>>>

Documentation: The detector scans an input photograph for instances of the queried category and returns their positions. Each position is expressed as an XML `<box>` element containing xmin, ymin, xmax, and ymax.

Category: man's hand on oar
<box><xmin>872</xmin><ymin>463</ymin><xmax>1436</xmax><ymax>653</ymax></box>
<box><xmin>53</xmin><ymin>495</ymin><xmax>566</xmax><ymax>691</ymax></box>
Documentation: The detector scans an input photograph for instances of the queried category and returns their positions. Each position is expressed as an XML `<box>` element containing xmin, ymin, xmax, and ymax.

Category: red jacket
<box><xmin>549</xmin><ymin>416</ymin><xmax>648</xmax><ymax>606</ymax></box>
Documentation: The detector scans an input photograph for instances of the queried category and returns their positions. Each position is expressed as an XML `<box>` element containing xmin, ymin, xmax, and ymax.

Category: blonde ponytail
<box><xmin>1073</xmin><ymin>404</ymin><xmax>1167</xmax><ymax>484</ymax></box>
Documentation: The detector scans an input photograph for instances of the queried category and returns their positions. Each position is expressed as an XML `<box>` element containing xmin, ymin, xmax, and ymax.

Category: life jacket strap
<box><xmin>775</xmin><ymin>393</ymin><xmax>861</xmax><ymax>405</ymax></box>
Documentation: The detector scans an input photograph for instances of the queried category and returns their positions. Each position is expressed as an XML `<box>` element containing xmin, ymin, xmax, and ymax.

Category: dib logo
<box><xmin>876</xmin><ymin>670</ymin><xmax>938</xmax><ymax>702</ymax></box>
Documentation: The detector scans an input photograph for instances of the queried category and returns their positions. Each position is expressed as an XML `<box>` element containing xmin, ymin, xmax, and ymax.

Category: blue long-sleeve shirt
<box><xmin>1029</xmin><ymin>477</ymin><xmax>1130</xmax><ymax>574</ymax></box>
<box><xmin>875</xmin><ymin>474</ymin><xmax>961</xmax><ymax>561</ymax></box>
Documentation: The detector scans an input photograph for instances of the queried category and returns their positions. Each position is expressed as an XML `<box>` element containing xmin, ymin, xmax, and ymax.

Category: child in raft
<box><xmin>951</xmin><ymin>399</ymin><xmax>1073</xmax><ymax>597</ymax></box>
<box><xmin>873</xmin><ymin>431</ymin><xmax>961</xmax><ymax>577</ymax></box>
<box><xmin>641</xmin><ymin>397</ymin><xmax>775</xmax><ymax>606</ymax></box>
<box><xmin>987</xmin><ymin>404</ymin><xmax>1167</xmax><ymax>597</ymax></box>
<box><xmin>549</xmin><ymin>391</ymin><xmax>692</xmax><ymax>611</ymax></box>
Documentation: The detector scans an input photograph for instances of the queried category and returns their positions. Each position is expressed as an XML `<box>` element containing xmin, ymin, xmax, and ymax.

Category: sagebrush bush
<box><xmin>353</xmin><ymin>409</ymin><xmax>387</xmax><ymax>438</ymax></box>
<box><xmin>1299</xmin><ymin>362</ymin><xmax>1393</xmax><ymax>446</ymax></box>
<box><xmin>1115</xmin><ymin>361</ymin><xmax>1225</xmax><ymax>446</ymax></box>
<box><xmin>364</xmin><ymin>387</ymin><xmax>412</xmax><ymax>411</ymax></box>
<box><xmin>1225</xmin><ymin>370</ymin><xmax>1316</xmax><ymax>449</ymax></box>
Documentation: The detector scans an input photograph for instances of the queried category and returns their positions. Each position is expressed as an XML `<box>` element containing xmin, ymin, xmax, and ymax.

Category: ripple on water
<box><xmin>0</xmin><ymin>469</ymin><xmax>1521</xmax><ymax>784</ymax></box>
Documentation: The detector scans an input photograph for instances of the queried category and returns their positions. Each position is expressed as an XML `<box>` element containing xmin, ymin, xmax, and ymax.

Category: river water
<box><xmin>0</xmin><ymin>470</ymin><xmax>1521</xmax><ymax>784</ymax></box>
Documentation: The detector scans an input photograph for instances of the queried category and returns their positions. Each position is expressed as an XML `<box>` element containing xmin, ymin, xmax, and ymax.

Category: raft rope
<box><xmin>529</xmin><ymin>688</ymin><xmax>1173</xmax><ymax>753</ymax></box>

<<<

# What you have to do:
Pull out every line of the records that contains the string "water", matching case exactly.

# Result of the task:
Category: ripple on water
Category: river water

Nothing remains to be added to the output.